> _Goal of the exercise_:
An exact transcription of every entry is required, with the images left out.

> _Supplied entries_:

*** Block opens ***

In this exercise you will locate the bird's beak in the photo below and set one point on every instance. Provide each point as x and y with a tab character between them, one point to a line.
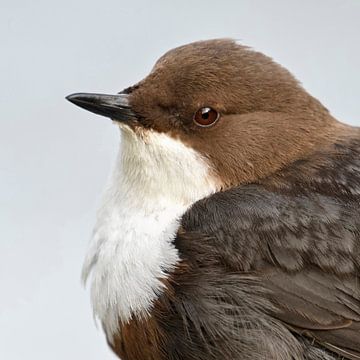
116	107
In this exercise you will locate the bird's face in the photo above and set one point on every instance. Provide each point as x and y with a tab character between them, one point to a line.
243	113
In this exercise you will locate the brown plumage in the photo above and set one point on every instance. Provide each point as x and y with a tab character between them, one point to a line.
269	263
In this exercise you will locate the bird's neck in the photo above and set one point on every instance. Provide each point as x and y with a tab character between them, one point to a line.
155	180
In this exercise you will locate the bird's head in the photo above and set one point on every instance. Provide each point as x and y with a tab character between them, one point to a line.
244	114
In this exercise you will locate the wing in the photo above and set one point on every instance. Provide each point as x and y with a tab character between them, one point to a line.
299	235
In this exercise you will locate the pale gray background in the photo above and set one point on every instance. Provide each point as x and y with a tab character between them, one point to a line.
55	158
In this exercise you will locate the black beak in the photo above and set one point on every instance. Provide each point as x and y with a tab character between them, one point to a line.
116	107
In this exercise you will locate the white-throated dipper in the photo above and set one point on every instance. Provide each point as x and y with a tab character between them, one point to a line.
230	228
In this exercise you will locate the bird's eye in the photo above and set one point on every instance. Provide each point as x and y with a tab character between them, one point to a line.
206	117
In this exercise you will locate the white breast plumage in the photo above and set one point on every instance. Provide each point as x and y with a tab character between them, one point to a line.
156	178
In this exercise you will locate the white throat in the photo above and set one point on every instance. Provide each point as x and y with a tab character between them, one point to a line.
156	178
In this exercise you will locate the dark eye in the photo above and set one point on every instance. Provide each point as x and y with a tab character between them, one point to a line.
206	117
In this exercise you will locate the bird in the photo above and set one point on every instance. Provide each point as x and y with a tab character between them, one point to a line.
230	226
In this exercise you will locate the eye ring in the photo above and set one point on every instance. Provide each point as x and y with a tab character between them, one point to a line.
206	116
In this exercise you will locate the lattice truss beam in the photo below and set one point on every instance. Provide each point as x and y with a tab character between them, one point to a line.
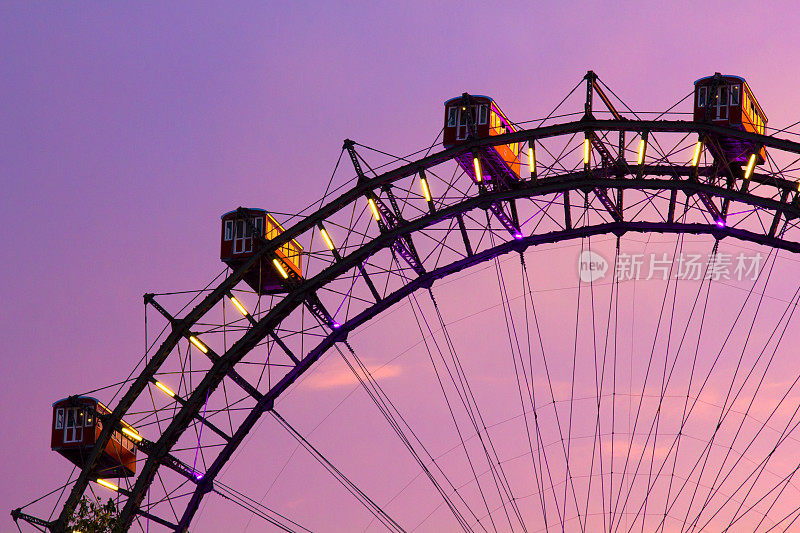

*** Block closes ***

> _Exercise solution_:
In this exercise you will locate the bird's beak in the photo below and set one point on every instance. Provide each point as x and y with a tab character between them, one point to a line.
116	107
In this exercise you will locate the bird's face in the photo above and set one point on every instance. Provide each point as x and y with a tab character between them, one point to a line.
243	113
In this exercise you will locate the brown plumage in the photo above and set one point on every instance. Provide each point as x and y with a tab character between them, one point to a line.
269	263
In this exercise you will locate the bird's neck in the photo above and set one point on every instance. Provide each point as x and y with a tab character between them, one point to a line.
155	180
In this exercise you will locate the bird's head in the photo above and set one point on every instance. Provide each point as x and y with a tab character between them, one point to a line.
244	114
In this exercise you will locate the wing in the photo above and set one point on every instance. Provide each point as x and y with a tab character between them, one point to a line.
299	235
In this exercise you will locate the pale gray background in the photo above and set one point on every instance. Provide each point as x and y with a tab character between them, one point to a line.
55	158
In this exercise you will locate the black beak in the photo above and set one point on every instance. Provide each point as x and y with a tab character between them, one point to a line.
116	107
In this exercise you will locate the white-throated dipper in the photo above and set one point on every instance. Provide each point as x and y with a tab character between them, one point to a line.
230	228
In this exercise you will locate the bird's eye in the photo above and set one point on every instance. Provide each point as x and y with a tab character between them, one point to a line.
206	117
In this exercise you will locate the white breast plumage in the photo above and set one point on every instance. Provide each point as x and y with a tab character between them, one point to a line.
156	178
In this exercise you will locate the white throat in the photo above and set one point on every instance. Provide each point as x and y with a tab character between them, one point to a line.
156	178
In this exercise you will locate the dark eye in the photo above and set one point on every instance. Provide each point as x and y with a tab character between them, one point to a line.
206	117
In this exercise you will locate the bird in the photo above and set one point on every instance. Provide each point as x and y with a tab character between them, one point to a line.
230	226
In this exercise you will locate the eye ring in the photo above and set one point on every instance. Provide each point as x and y with a tab character between them, one point to a line.
206	116
In this exercise you will locate the lattice truss beam in the photo below and set one point on every instance. Provide each point as x and y with a tab character between them, one point to a line.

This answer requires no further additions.